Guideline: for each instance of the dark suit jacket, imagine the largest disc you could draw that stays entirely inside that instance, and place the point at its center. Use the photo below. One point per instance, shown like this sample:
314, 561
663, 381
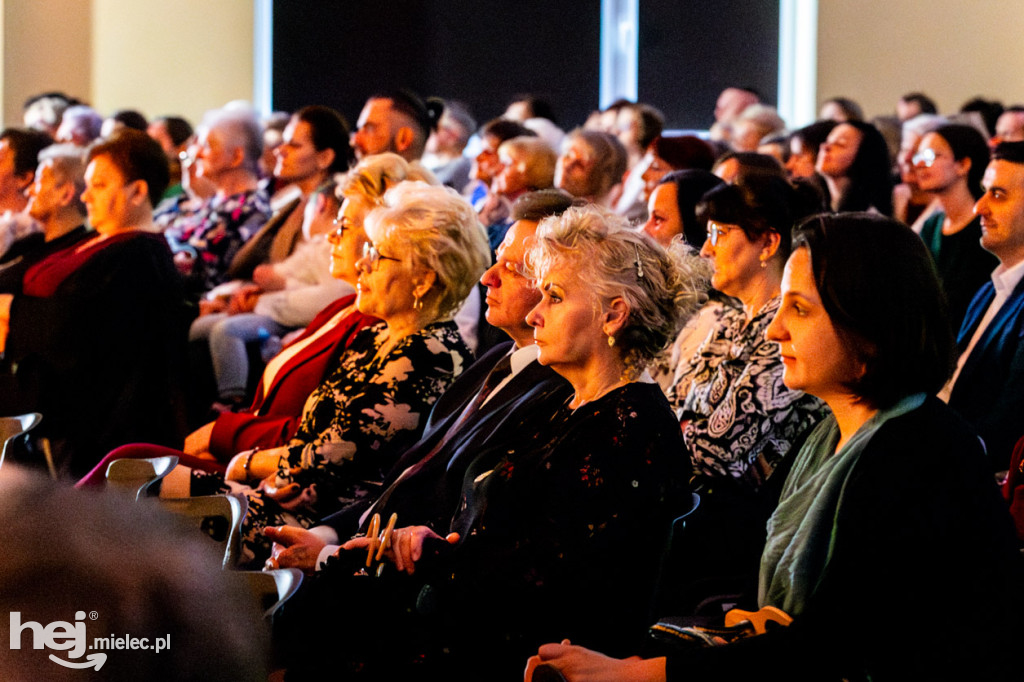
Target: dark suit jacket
989, 390
429, 497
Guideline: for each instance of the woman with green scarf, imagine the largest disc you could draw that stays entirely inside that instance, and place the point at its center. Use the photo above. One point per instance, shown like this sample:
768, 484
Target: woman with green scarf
889, 548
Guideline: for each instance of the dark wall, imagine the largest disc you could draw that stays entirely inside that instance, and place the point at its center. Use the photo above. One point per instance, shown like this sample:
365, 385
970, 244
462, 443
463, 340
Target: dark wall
690, 51
339, 52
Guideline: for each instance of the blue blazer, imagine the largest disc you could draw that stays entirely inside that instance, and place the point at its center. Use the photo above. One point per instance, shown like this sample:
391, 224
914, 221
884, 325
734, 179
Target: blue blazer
989, 391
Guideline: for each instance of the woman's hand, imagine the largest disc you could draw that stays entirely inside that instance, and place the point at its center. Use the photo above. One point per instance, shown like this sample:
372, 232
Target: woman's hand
263, 463
581, 665
198, 442
293, 548
407, 546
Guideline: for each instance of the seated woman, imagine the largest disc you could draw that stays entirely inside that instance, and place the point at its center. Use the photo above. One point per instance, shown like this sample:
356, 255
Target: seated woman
671, 153
295, 373
739, 420
96, 340
854, 162
425, 252
672, 216
889, 512
948, 165
543, 518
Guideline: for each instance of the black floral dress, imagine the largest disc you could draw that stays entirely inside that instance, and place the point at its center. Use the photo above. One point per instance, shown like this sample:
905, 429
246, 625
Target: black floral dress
354, 427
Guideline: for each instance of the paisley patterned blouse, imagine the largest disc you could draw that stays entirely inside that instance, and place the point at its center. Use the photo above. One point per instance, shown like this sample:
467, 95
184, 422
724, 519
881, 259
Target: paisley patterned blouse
739, 419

□ □ □

§ **Required action**: Each entry above should be written out again exactly, without its pictures.

§ **Solution to this exercise**:
Guideline: for each instance of the dark suit jacket, imagine the largest disc you could draw that stays entirely inside that instance, and place the point at its center. Use the photo below. One point per instance, shown like this sample:
314, 561
663, 381
Target: dark suit jacket
989, 390
429, 497
Guideline: for each instance of the woman with green scarf, imagine the largest disc you could draw that stays entirely inside that instance, and place the point at its center. Use the photo above. One point per instance, shown like this sample:
768, 484
Target: woman with green scarf
889, 548
Guideline: for each instance of the dark wall, imagine the largest disc you could draw that stays entirely inside that instance, and place the point at its center. Use the photo above. One point per instance, shown like this sample:
365, 385
970, 244
462, 443
463, 340
Target: dark wall
690, 51
339, 52
Guideline: for each instance of the blue blazer, imagine the largest disc you could draw that stays entirely inside that instance, and place the point at its center. Use the photo above. One point per instance, shown like this sample:
391, 224
914, 221
884, 325
734, 179
Target: blue blazer
989, 391
Guideline: for each instance of the woman's hand, imagine the largest disc you could draw that stays entirely inside that instance, and place the point at its center. Use the photo above. One point per instance, shown like this sample:
372, 232
Target: woman's hand
263, 463
581, 665
198, 442
293, 548
407, 546
Guideline: for each instance of the seated woman, imagine the largest disc you could draw that stays entirely inside that instance, and place the point at its center. Use the photo above. One point per instance, shown like this sample:
356, 255
Target: seated woman
671, 153
295, 373
739, 420
96, 340
854, 162
425, 252
672, 216
889, 512
948, 165
543, 518
Guideline: for each instance of the black floral dress, imagine the largest disc you could draw that stays entirely inside that instance, and place the point at its center. Use the photo above. One point per instance, shown like this sample:
905, 429
246, 625
Target: black floral dress
354, 427
Guideline: for each instance of the paisley patterned blouse, imagine the largest disc you could draw that stays entirely inside that instance, and place the point at its center. Use the photo above. One point per instance, shown like this sample:
467, 95
184, 422
724, 519
881, 259
Target: paisley patterned blouse
739, 419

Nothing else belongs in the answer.